* BEGIN *

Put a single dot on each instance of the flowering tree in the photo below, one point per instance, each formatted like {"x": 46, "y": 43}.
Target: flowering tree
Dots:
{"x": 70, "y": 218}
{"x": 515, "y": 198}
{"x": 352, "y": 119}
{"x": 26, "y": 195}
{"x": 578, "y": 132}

* END *

● TASK STATEMENT: Reproduce every line of the records above word for word.

● OUTPUT OF THE EXERCISE:
Put a single dot on each instance of the flowering tree in the photo below, one point per instance, each formatted like {"x": 46, "y": 43}.
Target: flowering tree
Dots:
{"x": 70, "y": 218}
{"x": 515, "y": 198}
{"x": 352, "y": 119}
{"x": 26, "y": 195}
{"x": 578, "y": 132}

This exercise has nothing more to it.